● Excerpt provided
####
Coconut Milk vs Coconut Cream: What’s the difference?
Welcome to the world of coconut, where everything is rich, delicious, and full of brain-boosting, fat-burning, and energizing medium-chain fatty acids (1, 2). There’s nothing left to do but grab yourself a box of coconut milk and get cooking, right?
Not so fast. You may have noticed several different types of coconut “milk” in your local grocery store. There’s a boxed variety, a canned type, a milk, and a cream. It might not look like there’s much of a difference between them, but it turns out that there are several that can make or break a recipe. Below we break it down.
Coconut milk is a creamy liquid blend of puréed coconut flesh and water. It’s a popular ingredient in Indian, Asian and Caribbean cooking, where it’s often used in curries or as a Laksa base.
Coconut milk has the consistency of very thick cow’s milk, and is often sold in a can. Due to its thickness, it makes an excellent addition to smoothies, soups and stews.
You’ll probably see another type of coconut milk next to the dairy-free milks as well. This type of carton coconut milk is diluted even more, making it more of a beverage than a cooking ingredient.
Tip: When savory recipes call for coconut milk, they’re usually referencing the canned variety.
How to Use Coconut Milk
Coconut milk is so versatile that once you start using it, you’ll wonder how you ever lived without it. It has just the right amount of thickness to use as a base for curries, soups, smoothies, and as a dairy-free coffee creamer.
You can even make own dairy-free ice cream using coconut milk as the base. Add in some raw cacao and almond butter, or crushed cherries for extra flavor.
Coconut cream, on the other hand, is much, much thicker than coconut milk, as it’s blended with less water. It can be used in place of coconut milk in recipes by diluting it with water, or you can use it for dishes and desserts that require thick, heavy cream (which you’ll see below).
####
● Study questions
a) Translate this sentence from the coconut milk and coconut cream article into Spanish: "Coconut milk is a creamy liquid blend of puréed coconut flesh and water."
b) Reproduce the passage of the coconut milk and coconut cream article from "Coconut milk is a" to "the canned variety.".

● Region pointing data
####
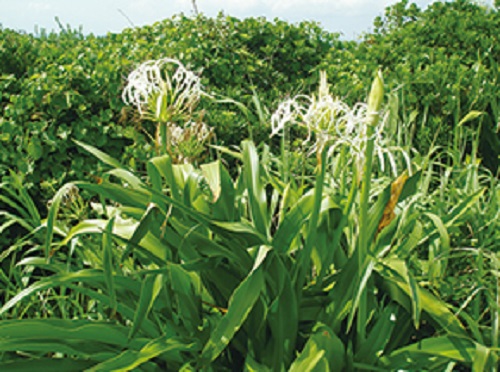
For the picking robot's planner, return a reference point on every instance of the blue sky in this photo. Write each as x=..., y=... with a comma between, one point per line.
x=350, y=17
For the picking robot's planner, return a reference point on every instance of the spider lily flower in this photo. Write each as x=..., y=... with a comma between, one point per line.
x=163, y=90
x=332, y=124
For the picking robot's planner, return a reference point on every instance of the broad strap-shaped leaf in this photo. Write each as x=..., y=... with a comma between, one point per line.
x=169, y=348
x=324, y=351
x=102, y=156
x=150, y=289
x=240, y=305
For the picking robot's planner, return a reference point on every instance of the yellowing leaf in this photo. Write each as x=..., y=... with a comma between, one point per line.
x=388, y=215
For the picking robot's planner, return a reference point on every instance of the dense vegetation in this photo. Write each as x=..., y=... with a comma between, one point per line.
x=253, y=215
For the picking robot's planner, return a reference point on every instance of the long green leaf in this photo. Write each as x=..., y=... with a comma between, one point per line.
x=240, y=304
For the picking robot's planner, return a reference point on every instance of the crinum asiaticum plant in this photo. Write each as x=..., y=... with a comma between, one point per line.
x=167, y=93
x=356, y=135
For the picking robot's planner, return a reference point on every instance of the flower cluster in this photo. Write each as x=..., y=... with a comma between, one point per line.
x=163, y=89
x=331, y=124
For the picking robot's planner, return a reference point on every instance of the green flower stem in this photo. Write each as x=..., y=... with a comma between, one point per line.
x=374, y=105
x=304, y=260
x=163, y=138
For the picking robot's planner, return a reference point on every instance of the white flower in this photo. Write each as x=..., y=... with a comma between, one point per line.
x=162, y=89
x=332, y=123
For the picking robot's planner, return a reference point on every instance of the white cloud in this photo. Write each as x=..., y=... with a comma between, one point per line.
x=39, y=5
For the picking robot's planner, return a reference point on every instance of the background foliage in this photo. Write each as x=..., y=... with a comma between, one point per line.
x=251, y=261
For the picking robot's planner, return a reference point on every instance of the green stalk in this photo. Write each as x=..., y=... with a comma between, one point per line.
x=163, y=137
x=304, y=260
x=374, y=104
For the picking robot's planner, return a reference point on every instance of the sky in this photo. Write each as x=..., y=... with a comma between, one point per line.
x=349, y=17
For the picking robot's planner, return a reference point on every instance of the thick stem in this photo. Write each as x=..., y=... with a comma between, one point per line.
x=374, y=105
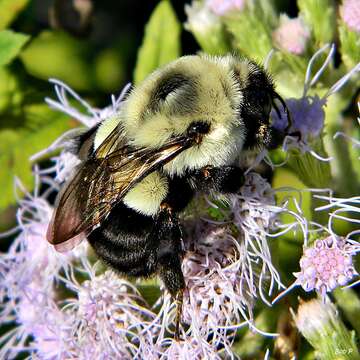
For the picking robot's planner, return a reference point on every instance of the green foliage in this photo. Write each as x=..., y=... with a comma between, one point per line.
x=9, y=10
x=320, y=16
x=59, y=55
x=350, y=46
x=10, y=45
x=41, y=126
x=161, y=43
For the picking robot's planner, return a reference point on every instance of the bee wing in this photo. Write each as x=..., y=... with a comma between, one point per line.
x=100, y=183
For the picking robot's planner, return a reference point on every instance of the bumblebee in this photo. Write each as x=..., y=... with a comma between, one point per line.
x=178, y=133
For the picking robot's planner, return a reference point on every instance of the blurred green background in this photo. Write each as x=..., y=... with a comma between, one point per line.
x=90, y=45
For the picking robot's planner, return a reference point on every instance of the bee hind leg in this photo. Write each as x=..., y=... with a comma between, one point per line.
x=169, y=261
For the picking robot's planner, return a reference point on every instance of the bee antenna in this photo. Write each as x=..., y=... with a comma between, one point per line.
x=286, y=109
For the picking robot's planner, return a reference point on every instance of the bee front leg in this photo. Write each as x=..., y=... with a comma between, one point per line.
x=169, y=259
x=223, y=179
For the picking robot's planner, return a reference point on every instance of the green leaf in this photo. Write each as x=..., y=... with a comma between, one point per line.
x=57, y=54
x=161, y=43
x=350, y=46
x=10, y=45
x=9, y=9
x=10, y=92
x=320, y=16
x=16, y=146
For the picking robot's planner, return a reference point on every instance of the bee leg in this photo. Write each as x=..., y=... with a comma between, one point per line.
x=169, y=260
x=224, y=179
x=179, y=303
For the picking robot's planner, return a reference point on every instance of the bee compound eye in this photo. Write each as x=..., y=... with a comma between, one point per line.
x=198, y=128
####
● Solutions
a) La leche de coco es una mezcla líquida y cremosa de pulpa de coco en puré y agua.

b)
Coconut milk is a creamy liquid blend of puréed coconut flesh and water. It’s a popular ingredient in Indian, Asian and Caribbean cooking, where it’s often used in curries or as a Laksa base.
Coconut milk has the consistency of very thick cow’s milk, and is often sold in a can. Due to its thickness, it makes an excellent addition to smoothies, soups and stews.
You’ll probably see another type of coconut milk next to the dairy-free milks as well. This type of carton coconut milk is diluted even more, making it more of a beverage than a cooking ingredient.
Tip: When savory recipes call for coconut milk, they’re usually referencing the canned variety.